#### [Exercise description]
Rename "segment" to "outline" everywhere in the records from the start through the line containing "M237 141L237 158L208", keeping everything else identical and omitting the pictures.

A run of records:
+===+

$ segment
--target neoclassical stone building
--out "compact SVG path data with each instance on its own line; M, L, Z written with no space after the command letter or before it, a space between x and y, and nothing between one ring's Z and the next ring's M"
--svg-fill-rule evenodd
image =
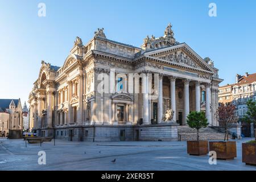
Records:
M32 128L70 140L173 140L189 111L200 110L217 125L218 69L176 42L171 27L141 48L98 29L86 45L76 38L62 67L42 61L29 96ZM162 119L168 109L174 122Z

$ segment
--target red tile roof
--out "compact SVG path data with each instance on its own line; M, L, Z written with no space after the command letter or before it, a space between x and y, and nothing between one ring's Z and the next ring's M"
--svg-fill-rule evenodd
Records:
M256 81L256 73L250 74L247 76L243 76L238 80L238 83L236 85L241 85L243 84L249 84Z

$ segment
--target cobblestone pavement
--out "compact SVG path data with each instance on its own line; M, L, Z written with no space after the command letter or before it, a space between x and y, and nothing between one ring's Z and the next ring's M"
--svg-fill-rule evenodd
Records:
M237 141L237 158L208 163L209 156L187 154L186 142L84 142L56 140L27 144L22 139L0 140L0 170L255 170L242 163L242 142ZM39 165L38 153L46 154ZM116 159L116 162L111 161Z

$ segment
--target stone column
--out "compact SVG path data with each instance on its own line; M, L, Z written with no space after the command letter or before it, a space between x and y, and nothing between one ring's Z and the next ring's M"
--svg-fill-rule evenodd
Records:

+===+

#### [Right answer]
$ outline
--target neoclassical stone building
--out "compact SVG path data with each instance on its own line; M, L, Z written with no space after the command letter or before it, a space between x and y, and nothing between one ring's Z and the next ring's M"
--svg-fill-rule evenodd
image =
Records:
M32 128L70 140L173 140L189 111L200 110L217 125L218 69L176 42L171 27L141 48L98 29L86 45L76 38L62 67L42 61L29 96ZM162 119L168 109L174 122Z

$ outline
--target red tile roof
--out "compact SVG path data with each instance on its own line; M, L, Z written with no space after the command letter or before it, a space between x and y, and nothing between one ring's Z and the next ring's M"
--svg-fill-rule evenodd
Records:
M256 81L256 73L250 74L247 76L243 76L238 80L238 83L236 85L241 85L243 84L249 84Z

$ outline
--target cobblestone pavement
--out "compact SVG path data with each instance on its own line; M, L, Z written with no space after the command letter or before it, a space between x and y, and nothing between one ring's Z and the next ring's M"
--svg-fill-rule evenodd
Records:
M237 141L237 158L208 163L209 156L187 154L186 142L84 142L56 140L27 144L22 139L0 140L0 170L255 170L242 163L242 142ZM39 165L38 153L46 154ZM116 159L116 162L111 161Z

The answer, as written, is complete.